● **Text passage**:
So what is the problem that you’ve discovered, or the set of problems, if you can kind of break it down in a little more detail. What is the issue here with representation bias in these data sets?

How does that play out in the real world as these applications? You know, move to be used by millions or perhaps even billions of people. 

Wiebke Hutiri:

Biometric technology is technology that uses human bio signals in order to identify people. And so I guess we all used to fingerprints we used to maybe iris scanning and face recognition is one of them, voice recognition is another.

And so voice recognition or using voice as a form of biometrics is viewed as having. A big advantage in that it is non invasive and largely hidden. And so hidden, I mean, always sounds a little bit negative, but it’s not necessarily if you consent to it. For example, if you are on a phone call, you could use voice biometrics without having to, specifically prompt or ask the person that’s on the call to identify themselves.

So this hidden aspect of voice biometrics makes it quite unique because all other forms of biometric need some form of engagement. So you need to look at your phone or you need to take your finger and like put it down on something, but by voice biometrics is different. And so in that sense, voice biometrics, it’s been under development for several decades.

And if you start looking at the datasets that historically existed, the industries that have been interested have largely been national security and industries and the military. So for one that the countries in which development has been funded have often been countries that have stronger military funding. And the people that are represented in those data sets are often people where countries then have military interests. So for example, for the US, it’s not only white US males, kind of which we maybe have come to expect, from bias datasets, but it might also have a relatively large proportion of speakers from Iran or Afghanistan also.

And so there is, on the one hand, this kind of military origin, and on the other hand, voice biometrics also needs to be seen together with the internet of things that is developing. I think a lot of people that are worried about privacy and security to some extent have an aversion towards cameras that are in our public spaces.

● **Material supplied**:
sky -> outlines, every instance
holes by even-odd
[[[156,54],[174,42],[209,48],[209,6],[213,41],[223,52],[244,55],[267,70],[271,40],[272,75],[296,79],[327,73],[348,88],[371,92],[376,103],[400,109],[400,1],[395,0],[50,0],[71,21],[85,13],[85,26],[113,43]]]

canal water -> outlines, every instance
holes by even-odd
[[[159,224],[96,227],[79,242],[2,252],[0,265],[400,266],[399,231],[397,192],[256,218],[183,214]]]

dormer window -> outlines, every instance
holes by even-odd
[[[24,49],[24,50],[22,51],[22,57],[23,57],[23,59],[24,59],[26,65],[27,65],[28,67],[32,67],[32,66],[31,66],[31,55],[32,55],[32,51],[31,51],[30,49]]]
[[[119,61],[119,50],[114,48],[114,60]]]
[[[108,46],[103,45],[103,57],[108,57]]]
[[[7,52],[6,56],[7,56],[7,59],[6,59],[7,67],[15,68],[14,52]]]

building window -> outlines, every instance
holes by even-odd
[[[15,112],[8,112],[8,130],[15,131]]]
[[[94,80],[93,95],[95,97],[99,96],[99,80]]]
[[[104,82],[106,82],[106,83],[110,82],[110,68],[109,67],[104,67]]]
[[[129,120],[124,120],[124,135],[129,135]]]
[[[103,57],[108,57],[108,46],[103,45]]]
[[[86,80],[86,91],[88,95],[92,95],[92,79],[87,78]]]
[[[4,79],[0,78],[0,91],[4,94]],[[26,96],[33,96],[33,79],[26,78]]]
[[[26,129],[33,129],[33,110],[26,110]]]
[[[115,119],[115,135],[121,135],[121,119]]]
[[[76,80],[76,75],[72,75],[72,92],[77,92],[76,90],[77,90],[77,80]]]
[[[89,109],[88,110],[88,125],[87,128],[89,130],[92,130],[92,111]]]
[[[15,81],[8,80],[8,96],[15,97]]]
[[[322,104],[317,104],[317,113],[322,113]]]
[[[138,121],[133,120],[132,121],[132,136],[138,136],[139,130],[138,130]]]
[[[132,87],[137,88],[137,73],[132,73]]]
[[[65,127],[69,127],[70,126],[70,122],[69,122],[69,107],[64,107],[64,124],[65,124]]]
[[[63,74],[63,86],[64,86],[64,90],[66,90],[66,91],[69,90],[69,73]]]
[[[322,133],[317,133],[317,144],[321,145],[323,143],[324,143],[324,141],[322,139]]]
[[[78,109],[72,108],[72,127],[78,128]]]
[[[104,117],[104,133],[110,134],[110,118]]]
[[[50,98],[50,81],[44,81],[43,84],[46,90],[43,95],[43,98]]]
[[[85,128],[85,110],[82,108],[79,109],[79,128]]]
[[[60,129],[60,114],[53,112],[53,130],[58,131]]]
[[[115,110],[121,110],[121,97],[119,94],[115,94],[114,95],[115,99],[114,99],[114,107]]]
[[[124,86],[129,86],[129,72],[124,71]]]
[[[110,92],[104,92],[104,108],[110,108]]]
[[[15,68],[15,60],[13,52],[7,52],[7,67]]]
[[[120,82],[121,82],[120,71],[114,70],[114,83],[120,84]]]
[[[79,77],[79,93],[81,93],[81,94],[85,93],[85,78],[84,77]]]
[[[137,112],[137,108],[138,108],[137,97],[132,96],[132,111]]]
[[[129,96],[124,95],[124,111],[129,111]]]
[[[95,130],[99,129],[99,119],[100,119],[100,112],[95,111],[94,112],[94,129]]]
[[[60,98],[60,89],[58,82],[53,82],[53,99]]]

● **What to do**:
A - Please translate this sentence from the voice biometrics transcript into Spanish: "Biometric technology is technology that uses human bio signals in order to identify people."
B - Retype the part of the voice biometrics transcript that opens with the words containing "And if you start" and closes with "or Afghanistan also.".
C - According to the voice biometrics transcript, how long has voice biometrics been under development?

● **Solutions in order**:
A - La tecnología biométrica es una tecnología que utiliza señales biológicas humanas para identificar a las personas.

B -
And if you start looking at the datasets that historically existed, the industries that have been interested have largely been national security and industries and the military. So for one that the countries in which development has been funded have often been countries that have stronger military funding. And the people that are represented in those data sets are often people where countries then have military interests. So for example, for the US, it’s not only white US males, kind of which we maybe have come to expect, from bias datasets, but it might also have a relatively large proportion of speakers from Iran or Afghanistan also.

C - For several decades.